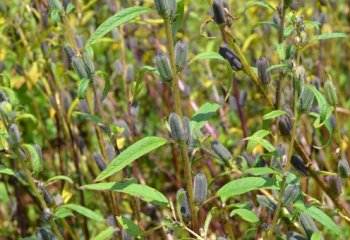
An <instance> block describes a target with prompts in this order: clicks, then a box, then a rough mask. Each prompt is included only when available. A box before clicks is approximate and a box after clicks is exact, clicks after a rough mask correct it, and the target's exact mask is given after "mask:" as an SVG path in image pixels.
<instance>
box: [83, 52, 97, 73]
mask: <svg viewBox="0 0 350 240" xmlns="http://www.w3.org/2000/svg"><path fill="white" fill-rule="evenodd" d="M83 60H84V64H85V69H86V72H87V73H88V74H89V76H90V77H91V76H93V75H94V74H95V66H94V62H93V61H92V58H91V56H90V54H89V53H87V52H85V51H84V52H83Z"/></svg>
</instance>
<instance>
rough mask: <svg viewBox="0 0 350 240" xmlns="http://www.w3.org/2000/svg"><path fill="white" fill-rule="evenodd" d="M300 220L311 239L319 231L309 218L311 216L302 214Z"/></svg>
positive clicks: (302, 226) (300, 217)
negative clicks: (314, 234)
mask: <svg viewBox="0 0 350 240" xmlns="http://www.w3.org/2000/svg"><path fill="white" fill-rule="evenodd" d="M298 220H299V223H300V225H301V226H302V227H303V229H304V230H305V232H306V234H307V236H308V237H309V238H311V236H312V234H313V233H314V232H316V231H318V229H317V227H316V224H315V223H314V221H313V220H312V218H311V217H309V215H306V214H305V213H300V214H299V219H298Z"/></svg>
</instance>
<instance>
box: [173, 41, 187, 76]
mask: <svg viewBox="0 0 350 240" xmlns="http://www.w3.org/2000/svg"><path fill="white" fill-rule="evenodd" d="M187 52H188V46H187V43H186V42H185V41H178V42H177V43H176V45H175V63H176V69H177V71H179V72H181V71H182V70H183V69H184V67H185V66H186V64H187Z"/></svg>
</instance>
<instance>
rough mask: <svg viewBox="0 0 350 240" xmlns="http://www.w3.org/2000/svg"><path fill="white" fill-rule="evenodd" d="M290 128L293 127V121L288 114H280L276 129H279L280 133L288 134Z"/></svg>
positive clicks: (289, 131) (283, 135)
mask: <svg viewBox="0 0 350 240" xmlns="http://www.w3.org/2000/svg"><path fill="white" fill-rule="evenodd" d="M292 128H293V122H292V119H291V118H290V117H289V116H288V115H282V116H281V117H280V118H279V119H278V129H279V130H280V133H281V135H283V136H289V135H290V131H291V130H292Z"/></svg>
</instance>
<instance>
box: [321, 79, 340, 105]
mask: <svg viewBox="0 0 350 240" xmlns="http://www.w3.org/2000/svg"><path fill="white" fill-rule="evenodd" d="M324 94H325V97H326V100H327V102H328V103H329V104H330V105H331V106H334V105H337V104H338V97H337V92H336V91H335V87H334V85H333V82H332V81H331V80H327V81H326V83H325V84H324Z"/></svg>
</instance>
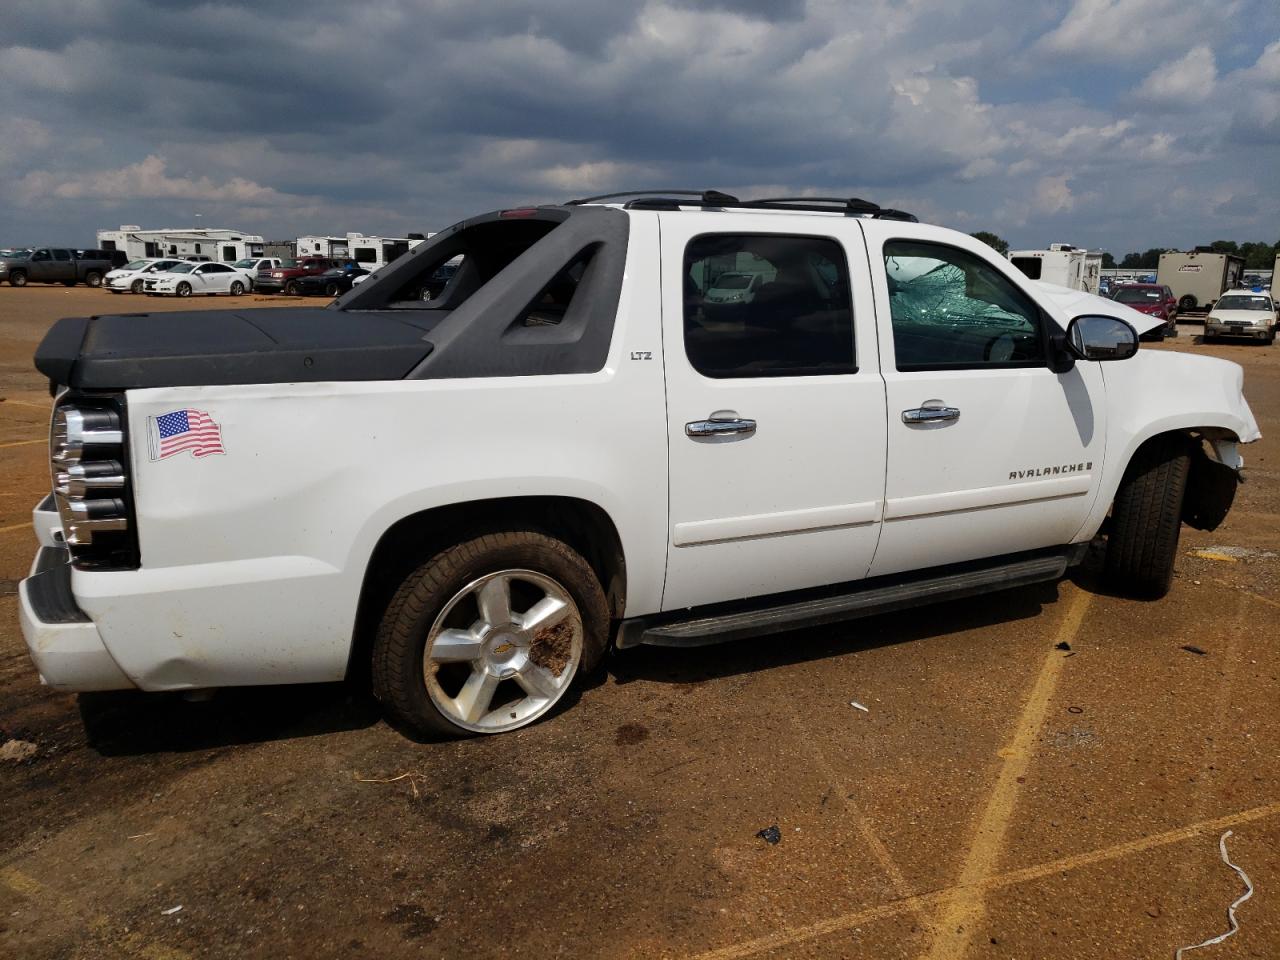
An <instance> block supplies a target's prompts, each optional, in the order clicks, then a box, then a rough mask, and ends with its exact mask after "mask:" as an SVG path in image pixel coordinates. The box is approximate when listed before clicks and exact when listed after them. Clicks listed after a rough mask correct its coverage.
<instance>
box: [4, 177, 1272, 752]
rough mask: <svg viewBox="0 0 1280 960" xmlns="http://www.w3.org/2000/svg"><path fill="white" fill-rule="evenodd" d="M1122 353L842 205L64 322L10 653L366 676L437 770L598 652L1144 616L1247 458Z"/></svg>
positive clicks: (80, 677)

◆ **PROBLEM STATEMENT**: Count the lines of the records above that contain the string "positive", and give only the number.

◆ **SOLUTION**: 3